• **About this exercise**: Taking the material as a whole, state how many of its lines contain "hair". Write the number and nothing more.

• **Extracted data**:
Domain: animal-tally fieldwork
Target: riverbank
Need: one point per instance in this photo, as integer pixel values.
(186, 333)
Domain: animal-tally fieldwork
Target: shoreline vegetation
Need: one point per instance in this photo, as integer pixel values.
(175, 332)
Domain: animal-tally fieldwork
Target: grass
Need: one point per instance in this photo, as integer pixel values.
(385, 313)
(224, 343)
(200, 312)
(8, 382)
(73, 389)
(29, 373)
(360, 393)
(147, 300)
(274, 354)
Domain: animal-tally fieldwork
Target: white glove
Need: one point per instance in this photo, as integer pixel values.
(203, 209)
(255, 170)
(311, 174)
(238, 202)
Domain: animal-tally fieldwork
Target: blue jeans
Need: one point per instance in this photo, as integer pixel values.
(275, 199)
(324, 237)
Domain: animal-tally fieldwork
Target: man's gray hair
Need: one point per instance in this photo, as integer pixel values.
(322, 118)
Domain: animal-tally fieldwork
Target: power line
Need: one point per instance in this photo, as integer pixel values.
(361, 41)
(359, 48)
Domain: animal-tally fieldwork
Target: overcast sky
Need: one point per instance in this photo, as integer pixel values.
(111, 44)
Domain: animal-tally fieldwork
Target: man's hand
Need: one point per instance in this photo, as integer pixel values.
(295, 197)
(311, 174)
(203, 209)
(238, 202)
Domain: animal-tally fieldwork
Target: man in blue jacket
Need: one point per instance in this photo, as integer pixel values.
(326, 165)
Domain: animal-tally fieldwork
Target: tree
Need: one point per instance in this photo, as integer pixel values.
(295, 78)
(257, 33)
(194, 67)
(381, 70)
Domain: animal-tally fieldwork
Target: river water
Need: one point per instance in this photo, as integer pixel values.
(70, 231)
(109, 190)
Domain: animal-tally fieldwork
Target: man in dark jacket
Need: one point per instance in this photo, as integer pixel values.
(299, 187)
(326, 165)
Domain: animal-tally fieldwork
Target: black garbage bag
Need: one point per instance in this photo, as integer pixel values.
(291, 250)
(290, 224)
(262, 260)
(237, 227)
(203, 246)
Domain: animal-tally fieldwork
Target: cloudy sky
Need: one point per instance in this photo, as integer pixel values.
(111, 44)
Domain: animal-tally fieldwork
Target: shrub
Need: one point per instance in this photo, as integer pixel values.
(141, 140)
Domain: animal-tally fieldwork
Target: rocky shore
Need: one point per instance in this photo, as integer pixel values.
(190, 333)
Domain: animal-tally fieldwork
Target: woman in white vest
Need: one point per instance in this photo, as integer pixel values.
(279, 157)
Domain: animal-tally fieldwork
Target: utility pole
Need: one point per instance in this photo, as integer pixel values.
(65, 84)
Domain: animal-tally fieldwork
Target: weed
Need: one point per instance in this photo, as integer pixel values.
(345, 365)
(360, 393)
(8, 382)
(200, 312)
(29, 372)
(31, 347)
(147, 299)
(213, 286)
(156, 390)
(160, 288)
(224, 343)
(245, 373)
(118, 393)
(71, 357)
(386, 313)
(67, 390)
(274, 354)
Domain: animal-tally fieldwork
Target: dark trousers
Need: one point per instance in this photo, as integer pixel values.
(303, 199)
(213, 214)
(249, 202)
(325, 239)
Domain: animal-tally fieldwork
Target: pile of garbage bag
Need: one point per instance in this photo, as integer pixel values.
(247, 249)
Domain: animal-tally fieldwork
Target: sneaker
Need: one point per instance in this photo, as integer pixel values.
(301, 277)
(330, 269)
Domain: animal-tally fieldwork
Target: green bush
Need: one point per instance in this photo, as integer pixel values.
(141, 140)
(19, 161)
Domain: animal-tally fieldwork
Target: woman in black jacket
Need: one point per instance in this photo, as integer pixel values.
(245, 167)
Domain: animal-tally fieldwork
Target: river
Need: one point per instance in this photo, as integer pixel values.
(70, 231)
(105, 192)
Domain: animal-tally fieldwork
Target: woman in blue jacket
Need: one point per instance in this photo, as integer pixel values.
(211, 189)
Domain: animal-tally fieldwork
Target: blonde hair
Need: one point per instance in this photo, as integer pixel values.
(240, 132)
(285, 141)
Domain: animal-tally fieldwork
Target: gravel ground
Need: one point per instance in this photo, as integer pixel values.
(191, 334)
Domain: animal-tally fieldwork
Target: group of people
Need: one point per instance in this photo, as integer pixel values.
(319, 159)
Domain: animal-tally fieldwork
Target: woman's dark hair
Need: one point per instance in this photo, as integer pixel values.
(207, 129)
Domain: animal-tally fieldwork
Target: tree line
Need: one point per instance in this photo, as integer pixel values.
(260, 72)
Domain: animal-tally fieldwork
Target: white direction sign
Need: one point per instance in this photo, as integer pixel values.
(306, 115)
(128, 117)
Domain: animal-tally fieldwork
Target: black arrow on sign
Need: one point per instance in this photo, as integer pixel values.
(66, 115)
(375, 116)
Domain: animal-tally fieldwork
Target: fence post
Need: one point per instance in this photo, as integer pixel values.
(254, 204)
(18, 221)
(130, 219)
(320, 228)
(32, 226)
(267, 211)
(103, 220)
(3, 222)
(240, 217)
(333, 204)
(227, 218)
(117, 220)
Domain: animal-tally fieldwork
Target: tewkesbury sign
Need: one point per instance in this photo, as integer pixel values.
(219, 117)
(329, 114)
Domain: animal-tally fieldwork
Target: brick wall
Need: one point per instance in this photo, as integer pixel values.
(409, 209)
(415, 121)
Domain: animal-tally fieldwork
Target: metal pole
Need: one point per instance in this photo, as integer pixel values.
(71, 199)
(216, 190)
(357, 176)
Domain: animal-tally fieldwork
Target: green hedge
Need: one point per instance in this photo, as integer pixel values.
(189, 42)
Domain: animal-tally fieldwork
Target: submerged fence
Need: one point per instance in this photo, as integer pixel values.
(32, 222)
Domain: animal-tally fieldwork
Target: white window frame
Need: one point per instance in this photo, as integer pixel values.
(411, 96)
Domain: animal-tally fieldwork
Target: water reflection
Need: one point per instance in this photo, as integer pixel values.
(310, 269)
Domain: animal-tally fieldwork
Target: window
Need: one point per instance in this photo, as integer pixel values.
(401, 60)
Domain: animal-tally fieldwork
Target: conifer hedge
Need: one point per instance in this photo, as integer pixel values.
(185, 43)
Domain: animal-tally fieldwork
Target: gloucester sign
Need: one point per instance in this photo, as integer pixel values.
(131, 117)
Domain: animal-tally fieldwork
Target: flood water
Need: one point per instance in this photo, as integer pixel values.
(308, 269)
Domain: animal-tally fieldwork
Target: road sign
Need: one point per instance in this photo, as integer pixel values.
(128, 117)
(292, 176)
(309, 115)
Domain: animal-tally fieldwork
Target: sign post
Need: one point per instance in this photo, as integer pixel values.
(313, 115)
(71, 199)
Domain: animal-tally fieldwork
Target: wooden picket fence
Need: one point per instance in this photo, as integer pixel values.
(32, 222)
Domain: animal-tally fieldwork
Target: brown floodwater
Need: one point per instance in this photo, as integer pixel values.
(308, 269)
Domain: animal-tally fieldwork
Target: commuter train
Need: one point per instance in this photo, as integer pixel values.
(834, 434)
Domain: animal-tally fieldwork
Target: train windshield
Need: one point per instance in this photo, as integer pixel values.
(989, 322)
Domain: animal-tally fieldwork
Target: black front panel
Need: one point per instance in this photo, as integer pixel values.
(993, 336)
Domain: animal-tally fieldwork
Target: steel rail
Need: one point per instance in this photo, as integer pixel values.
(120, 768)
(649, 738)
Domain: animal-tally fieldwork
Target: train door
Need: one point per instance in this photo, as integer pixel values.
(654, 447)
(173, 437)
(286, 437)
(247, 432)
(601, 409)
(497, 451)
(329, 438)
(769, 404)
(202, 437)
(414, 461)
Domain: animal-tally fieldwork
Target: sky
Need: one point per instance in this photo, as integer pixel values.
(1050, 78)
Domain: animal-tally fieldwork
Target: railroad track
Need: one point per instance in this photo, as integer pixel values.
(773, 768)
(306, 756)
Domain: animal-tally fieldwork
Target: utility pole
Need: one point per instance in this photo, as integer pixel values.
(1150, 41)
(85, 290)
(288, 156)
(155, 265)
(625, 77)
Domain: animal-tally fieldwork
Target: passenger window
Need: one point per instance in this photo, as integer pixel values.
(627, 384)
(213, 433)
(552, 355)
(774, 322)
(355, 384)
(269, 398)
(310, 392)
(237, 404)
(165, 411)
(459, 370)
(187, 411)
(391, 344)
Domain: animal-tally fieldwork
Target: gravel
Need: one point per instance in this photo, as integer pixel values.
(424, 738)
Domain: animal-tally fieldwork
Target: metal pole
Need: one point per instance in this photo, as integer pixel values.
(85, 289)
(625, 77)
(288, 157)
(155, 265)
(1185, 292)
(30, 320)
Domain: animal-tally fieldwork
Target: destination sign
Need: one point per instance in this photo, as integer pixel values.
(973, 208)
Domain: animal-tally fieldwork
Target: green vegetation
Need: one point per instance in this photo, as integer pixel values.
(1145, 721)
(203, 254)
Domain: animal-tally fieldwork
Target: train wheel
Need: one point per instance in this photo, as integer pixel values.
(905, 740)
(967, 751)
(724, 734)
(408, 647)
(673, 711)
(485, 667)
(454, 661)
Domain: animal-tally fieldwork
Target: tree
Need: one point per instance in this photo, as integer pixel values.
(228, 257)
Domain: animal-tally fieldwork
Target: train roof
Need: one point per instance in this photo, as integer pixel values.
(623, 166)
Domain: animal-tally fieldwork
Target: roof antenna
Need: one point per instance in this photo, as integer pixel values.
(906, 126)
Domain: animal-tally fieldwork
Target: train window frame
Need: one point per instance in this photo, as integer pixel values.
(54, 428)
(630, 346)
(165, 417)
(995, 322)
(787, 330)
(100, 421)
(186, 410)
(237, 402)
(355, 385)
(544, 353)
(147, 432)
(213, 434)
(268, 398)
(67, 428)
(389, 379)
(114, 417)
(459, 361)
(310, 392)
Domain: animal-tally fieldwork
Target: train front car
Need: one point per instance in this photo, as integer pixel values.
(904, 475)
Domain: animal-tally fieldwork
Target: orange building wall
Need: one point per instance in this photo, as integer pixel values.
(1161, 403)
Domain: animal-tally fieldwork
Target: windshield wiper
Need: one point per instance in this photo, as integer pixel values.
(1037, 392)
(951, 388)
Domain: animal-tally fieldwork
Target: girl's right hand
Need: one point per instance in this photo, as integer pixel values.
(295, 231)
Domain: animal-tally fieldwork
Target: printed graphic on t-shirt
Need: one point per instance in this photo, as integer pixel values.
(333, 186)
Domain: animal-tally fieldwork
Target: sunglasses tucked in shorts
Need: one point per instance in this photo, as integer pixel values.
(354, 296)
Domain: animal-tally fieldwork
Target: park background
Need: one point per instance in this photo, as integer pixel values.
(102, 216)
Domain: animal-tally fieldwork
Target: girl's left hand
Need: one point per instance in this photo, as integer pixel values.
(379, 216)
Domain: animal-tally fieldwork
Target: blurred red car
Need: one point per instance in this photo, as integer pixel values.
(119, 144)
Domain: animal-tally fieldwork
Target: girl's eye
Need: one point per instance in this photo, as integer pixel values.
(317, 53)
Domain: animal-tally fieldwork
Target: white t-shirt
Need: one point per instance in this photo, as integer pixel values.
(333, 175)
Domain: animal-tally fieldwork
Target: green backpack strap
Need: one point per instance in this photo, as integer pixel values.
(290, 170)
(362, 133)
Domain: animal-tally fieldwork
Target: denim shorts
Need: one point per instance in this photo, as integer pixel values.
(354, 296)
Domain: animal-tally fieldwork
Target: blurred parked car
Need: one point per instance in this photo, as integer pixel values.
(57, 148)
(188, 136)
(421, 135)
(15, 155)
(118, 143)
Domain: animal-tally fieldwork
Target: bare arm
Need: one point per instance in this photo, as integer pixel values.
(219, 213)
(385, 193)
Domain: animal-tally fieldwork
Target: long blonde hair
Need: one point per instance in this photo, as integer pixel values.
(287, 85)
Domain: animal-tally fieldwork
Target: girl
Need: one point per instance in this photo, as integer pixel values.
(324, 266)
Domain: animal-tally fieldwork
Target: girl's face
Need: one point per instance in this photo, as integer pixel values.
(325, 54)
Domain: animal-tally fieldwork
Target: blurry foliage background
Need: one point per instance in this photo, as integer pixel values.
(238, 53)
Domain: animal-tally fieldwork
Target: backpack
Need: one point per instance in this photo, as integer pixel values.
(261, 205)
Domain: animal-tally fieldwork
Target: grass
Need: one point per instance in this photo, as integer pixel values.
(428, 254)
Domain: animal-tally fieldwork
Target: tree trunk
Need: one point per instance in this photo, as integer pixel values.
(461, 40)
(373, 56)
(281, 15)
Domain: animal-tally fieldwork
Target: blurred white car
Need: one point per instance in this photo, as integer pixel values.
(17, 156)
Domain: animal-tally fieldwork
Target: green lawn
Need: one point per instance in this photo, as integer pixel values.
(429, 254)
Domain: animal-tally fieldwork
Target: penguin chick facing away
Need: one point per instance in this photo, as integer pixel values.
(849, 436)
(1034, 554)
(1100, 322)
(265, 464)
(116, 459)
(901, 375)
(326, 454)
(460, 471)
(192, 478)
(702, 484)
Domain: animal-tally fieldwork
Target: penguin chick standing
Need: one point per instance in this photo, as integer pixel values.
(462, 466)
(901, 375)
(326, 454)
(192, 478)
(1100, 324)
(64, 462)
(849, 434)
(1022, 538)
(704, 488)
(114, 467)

• **Solved problem**: 4